Report every line in the rows below that contains the string "control", matching case exactly. Copy each such line in full.
···
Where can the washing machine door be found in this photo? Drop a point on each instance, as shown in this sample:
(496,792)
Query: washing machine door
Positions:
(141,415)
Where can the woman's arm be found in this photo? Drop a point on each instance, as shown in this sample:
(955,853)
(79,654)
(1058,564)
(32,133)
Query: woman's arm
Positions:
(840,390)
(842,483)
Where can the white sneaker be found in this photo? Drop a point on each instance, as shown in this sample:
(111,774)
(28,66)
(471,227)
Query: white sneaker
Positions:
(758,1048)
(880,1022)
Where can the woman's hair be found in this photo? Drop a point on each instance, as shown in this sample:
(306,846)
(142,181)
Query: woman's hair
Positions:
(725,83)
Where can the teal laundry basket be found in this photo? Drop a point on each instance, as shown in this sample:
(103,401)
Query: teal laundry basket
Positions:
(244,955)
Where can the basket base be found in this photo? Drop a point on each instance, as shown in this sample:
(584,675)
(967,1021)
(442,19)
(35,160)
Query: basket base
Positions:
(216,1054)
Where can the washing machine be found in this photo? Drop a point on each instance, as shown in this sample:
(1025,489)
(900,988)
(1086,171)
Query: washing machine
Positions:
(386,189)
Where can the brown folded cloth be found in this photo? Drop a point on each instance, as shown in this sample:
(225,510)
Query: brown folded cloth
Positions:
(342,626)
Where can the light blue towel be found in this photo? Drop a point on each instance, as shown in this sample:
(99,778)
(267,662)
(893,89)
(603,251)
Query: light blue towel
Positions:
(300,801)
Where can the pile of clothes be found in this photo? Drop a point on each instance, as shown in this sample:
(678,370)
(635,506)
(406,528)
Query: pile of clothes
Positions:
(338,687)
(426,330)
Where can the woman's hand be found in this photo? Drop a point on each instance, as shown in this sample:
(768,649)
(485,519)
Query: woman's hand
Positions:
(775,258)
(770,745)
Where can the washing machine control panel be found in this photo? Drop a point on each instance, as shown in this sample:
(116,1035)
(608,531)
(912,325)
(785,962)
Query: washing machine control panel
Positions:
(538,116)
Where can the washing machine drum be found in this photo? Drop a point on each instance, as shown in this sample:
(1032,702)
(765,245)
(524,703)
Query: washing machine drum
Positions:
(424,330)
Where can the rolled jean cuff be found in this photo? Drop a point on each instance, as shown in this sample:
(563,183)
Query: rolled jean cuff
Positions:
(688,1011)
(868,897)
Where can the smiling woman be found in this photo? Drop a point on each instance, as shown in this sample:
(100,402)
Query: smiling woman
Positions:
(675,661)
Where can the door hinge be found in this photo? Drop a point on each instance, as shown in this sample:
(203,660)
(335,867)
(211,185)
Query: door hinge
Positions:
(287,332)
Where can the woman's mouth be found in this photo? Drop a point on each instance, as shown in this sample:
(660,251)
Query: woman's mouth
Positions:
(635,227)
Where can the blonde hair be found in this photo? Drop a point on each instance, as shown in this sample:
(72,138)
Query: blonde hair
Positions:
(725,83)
···
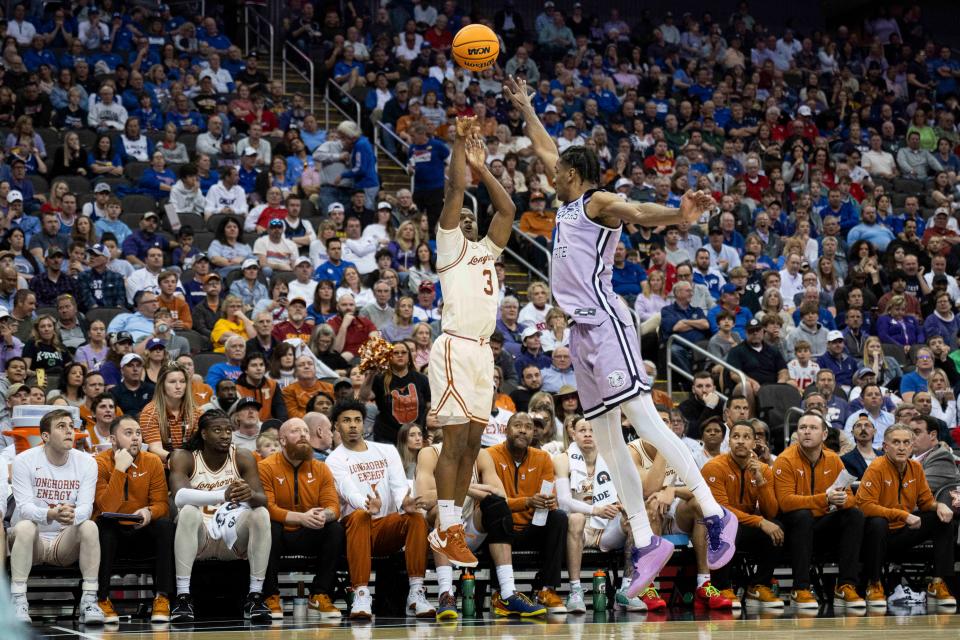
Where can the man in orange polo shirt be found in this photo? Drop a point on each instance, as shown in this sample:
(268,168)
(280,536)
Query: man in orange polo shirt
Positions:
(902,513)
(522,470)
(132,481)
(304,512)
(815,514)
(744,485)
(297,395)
···
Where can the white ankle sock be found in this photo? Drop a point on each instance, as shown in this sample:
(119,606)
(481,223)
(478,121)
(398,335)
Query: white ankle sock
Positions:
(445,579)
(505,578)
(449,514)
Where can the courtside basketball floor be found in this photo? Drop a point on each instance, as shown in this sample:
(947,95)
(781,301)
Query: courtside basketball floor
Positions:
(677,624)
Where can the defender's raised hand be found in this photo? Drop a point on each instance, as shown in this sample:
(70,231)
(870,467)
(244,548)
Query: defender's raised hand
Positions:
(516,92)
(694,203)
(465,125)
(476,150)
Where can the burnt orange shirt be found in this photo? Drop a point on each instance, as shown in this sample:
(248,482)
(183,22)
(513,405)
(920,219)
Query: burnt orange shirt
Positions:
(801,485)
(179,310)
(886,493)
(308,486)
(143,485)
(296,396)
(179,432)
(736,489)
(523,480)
···
**Answer to this exercise**
Where can the washing machine control panel be found in this photo? Drop a point on each instance, as shown in this sample:
Query: washing machine control panel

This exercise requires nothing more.